Task directions → Your answer must restate each entry below word for word, with no pictures in it.
+++ Supplied records
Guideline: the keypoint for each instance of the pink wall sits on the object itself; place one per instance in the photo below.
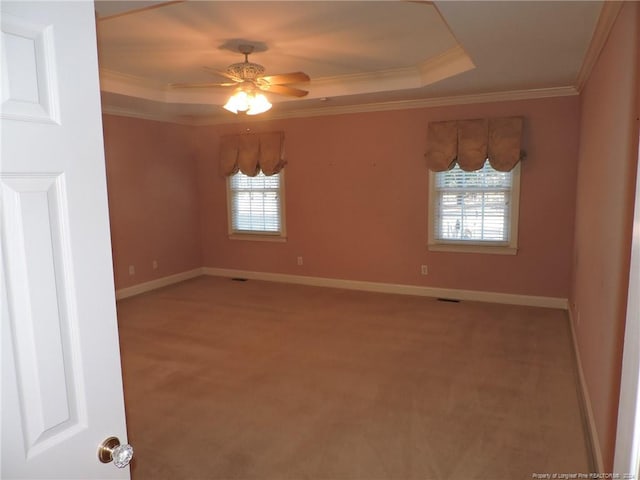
(606, 174)
(356, 201)
(153, 201)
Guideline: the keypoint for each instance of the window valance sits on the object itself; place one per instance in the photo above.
(251, 153)
(471, 142)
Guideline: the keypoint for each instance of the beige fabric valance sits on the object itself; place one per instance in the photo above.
(251, 153)
(471, 142)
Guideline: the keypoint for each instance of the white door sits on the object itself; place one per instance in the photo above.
(61, 377)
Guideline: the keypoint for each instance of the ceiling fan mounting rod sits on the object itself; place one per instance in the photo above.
(246, 50)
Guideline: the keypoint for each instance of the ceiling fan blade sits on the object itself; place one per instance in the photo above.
(201, 85)
(282, 90)
(294, 77)
(223, 74)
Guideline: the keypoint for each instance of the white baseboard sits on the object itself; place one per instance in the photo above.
(157, 283)
(472, 295)
(590, 422)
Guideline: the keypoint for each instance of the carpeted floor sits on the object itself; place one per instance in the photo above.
(257, 380)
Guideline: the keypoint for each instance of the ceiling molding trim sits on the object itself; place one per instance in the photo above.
(400, 105)
(607, 18)
(130, 85)
(125, 112)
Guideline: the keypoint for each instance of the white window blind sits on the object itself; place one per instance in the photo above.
(473, 207)
(255, 203)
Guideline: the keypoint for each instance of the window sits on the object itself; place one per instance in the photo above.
(256, 205)
(474, 211)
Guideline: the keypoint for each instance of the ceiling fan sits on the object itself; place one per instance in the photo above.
(249, 78)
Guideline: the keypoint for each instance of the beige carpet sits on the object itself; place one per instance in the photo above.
(258, 380)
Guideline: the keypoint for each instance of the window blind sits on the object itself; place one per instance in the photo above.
(473, 206)
(255, 203)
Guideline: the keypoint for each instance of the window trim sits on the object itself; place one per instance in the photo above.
(465, 246)
(280, 236)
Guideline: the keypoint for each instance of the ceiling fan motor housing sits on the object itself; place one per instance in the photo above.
(245, 70)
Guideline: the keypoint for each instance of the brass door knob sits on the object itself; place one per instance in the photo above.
(111, 450)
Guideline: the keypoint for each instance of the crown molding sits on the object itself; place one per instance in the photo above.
(608, 16)
(225, 118)
(166, 118)
(506, 96)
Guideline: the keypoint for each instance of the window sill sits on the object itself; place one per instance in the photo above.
(473, 248)
(256, 237)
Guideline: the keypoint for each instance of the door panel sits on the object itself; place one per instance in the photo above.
(61, 378)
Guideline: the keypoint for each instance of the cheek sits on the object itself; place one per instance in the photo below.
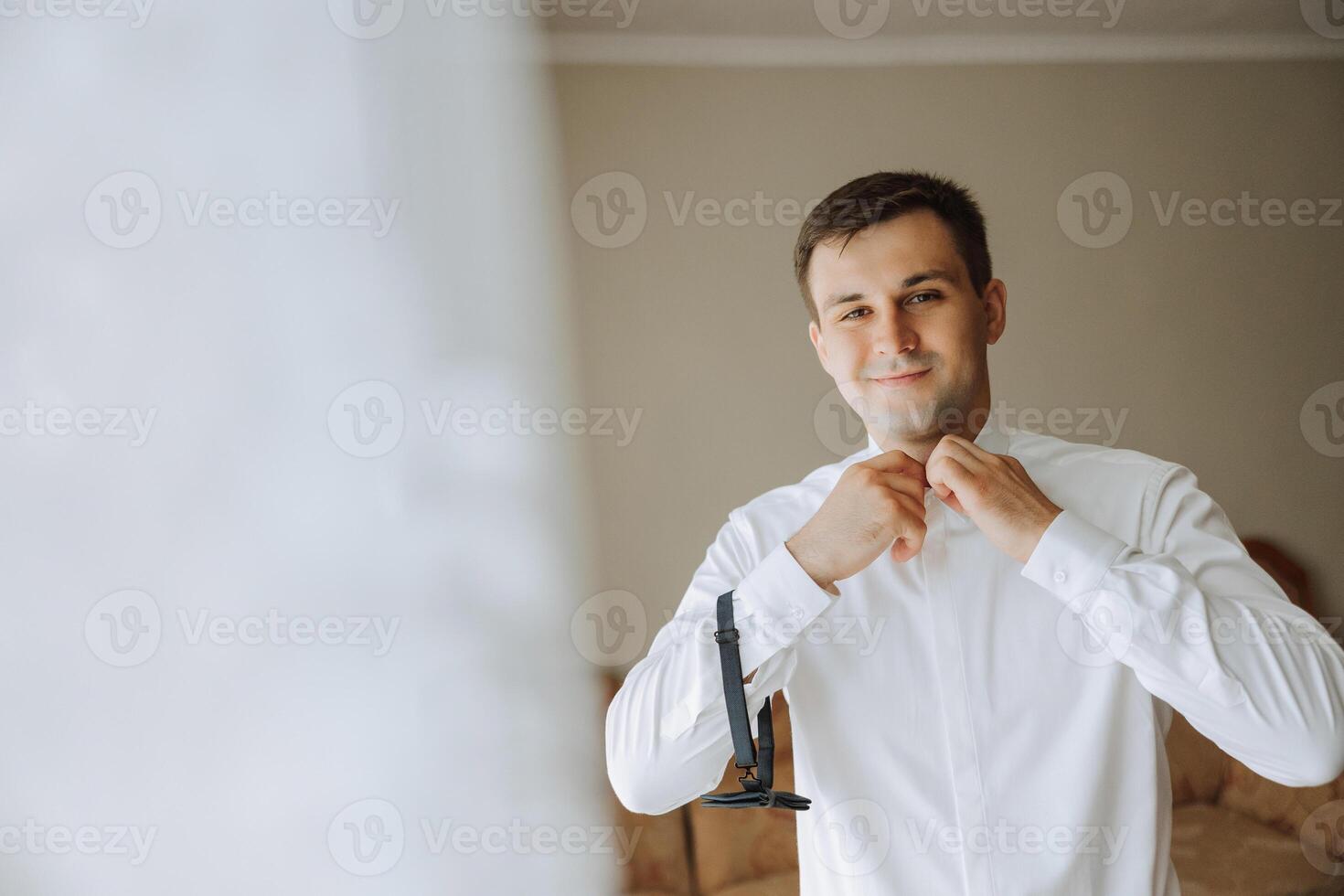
++++++
Task answer →
Guideline: the keypoint for each instance of the pink wall sits on the object itself; place one per instance in the photo below.
(606, 174)
(356, 201)
(153, 201)
Guideline: the keypoint for each instance of the window valance sits on the object itself; place one per instance in the photo above.
(251, 153)
(471, 142)
Guideline: the keypoint for each instance of the beige fabric valance sits on the object itself; place one per instance in the photo above.
(251, 153)
(471, 142)
Guideline: the keypoint for each instance of the white door sits on the object itself; place one per instance in the photo above.
(61, 377)
Guideline: the keypoint for each instance of the ceiling fan mounting rod sits on the object itself; place one per instance in the photo above.
(246, 50)
Guideline: the keypoint for each instance of the ceiling fan blade sits on the object itself; place one per instance in the photo above.
(201, 85)
(282, 90)
(294, 77)
(223, 74)
Guideline: the keypoint for each instance of the white baseboard sits on the object itself; place one per instance in the photo above.
(157, 283)
(472, 295)
(590, 422)
Guideline: the keypoint for each instance of the carpeted floor sits on the object itself; place one per instance in the photo above.
(257, 380)
Guideline: the keypoint for each instance of the ceiling molding trim sits on the object itself; place one per instance in the photo above.
(400, 105)
(607, 18)
(130, 85)
(125, 112)
Guideline: the keypoint for each instance of the white window blind sits on the object itself; place one per instance in the photo above.
(473, 207)
(255, 203)
Guideline: the keypoint for each instance of the window sits on the object itself; place one per instance in the photo above.
(256, 205)
(474, 211)
Guideline: the keypoint for each instance of the ceiling fan sits on the object itself; place one per instance in the photo above.
(249, 78)
Guideline: the keypoint for each instance of the beige carpet sits on the object itself; place one per instance in the photo above.
(258, 380)
Guideline: the keypoint for each instance of the window blind sits on the object itself; place one per instance in the photo above.
(473, 206)
(255, 203)
Guideline: the keypoint for each instance of the window trim sits on the object itself; place one per instance in the photo above.
(465, 246)
(280, 236)
Guideline: the keypoint for each instance of the ceiling fan motor housing sits on the object itself; place one per instance in the photo above.
(245, 70)
Guideline: the keypoint for each instance of the brass door knob sits on the object itself; place one per instance in the photo above.
(111, 450)
Guideline: the keypoint for each instance of the crown molding sits on the object itself; place one per instance in the photo above.
(608, 16)
(225, 118)
(166, 118)
(506, 96)
Guideline: the keypoint for each instance of the window sill sits on the object itself; place one per instance in the photo above.
(473, 248)
(256, 237)
Guideline: the keypoint for each instance of the door panel sits on the object itself; place one per instance in the photo above.
(61, 378)
Guideline: the keypoint for each instance of the cheek sits on the object itself; place one per instance in the photo below.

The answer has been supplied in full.